• [PROVIDED TEXT]
[start]

We can’t simply reverse all operations to find old inp[i], but we can bruteforce all printable characters, apply to the above equation and see if the result is equal to encrypted buffer. This way we can recover original inp[i]. Here’s my decrypting script.

ACSC{pyth0n_numb4_0n3___s0_m4ny_functi0ns_s0_l1ttl3_us3ful_c0d3}

snake (5 solves)

Classic snake game. Score more than 31337 points and you will get the flag.

Given file: snake.tar.gz

Initial analysis

__int64 __fastcall main(int a1, char **a2, char **a3)
{
  __pid_t v4; // [rsp+Ch] [rbp-4h]

  v4 = fork();
  if ( v4 < 0 )
    return 1LL;
  if ( v4 )                                     // parrent proc
  {
    pid = v4;
    signal(2, handler);
    parrent_proc();
  }
  else                                          // child proc
  {
    if ( ptrace(PTRACE_TRACEME, 0LL, 0LL, 0LL) < 0 )
      return 1LL;
    ((void (*)(void))loc_401A5E)();
  }
  return 0LL;
}

Starting at main, you can see that it’ll call fork and ptrace, and there’re many more ptrace if we dig deep down in parrent_proc function. At this point there’s no doubt that this is a nanomite challenge. Nanomite technique is not a new trick in any CTFs, but for sure it’s one of the most interesting and obnoxious technique to deal with. Basically in this kind of challenge, a process will fork itself into two processes: parent and child, the parent process will then use ptrace to attach to the child one, which makes it impossible to attach our debugger to observe the child one.

[end]

• [EXTRACTED ENTRIES]
[start]

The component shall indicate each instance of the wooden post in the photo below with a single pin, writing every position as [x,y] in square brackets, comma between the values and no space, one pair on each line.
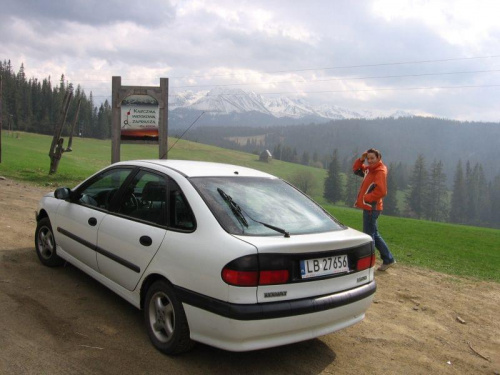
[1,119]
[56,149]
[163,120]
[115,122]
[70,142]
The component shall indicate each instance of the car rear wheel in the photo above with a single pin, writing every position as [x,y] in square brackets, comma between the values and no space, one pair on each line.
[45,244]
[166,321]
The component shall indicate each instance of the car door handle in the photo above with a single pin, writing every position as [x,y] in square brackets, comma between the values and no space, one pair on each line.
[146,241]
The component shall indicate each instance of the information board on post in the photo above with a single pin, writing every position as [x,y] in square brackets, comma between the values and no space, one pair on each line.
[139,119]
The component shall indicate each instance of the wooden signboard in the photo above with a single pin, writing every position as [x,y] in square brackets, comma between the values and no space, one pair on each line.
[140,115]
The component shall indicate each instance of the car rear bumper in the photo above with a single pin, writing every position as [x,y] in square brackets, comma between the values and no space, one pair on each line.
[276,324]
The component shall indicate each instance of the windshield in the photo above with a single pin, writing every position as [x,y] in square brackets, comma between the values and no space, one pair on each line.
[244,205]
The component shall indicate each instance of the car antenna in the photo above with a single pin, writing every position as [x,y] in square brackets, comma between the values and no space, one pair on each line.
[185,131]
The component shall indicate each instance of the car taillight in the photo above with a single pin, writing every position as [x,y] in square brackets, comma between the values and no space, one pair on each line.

[end]
[start]

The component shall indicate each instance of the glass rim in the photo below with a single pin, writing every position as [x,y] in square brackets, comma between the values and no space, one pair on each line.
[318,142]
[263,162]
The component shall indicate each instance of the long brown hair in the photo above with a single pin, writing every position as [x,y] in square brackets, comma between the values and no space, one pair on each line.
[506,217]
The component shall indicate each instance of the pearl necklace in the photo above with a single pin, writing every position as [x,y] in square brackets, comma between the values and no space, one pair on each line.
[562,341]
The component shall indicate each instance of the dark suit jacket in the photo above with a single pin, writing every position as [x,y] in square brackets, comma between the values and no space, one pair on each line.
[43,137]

[end]
[start]

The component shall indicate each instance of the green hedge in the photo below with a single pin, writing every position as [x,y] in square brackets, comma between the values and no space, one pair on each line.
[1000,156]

[end]

• [INSTRUCTION 1]
Copy the passage of the CTF writeup starting with "Classic snake game." and going on through "char **a2, char **a3)".
• [INSTRUCTION 2]
According to the CTF writeup, how many points must a player score in the snake game to get the flag?
• [INSTRUCTION 3]
In the decompiled main function shown in the CTF writeup, list every name that main calls, including the address that is called through a cast.
The records aren't needed for any of this work.

• [WRITTEN ANSWER 1]
Classic snake game. Score more than 31337 points and you will get the flag.

Given file: snake.tar.gz

Initial analysis

__int64 __fastcall main(int a1, char **a2, char **a3)

• [WRITTEN ANSWER 2]
More than 31337 points.

• [WRITTEN ANSWER 3]
fork, signal, parrent_proc, ptrace, loc_401A5E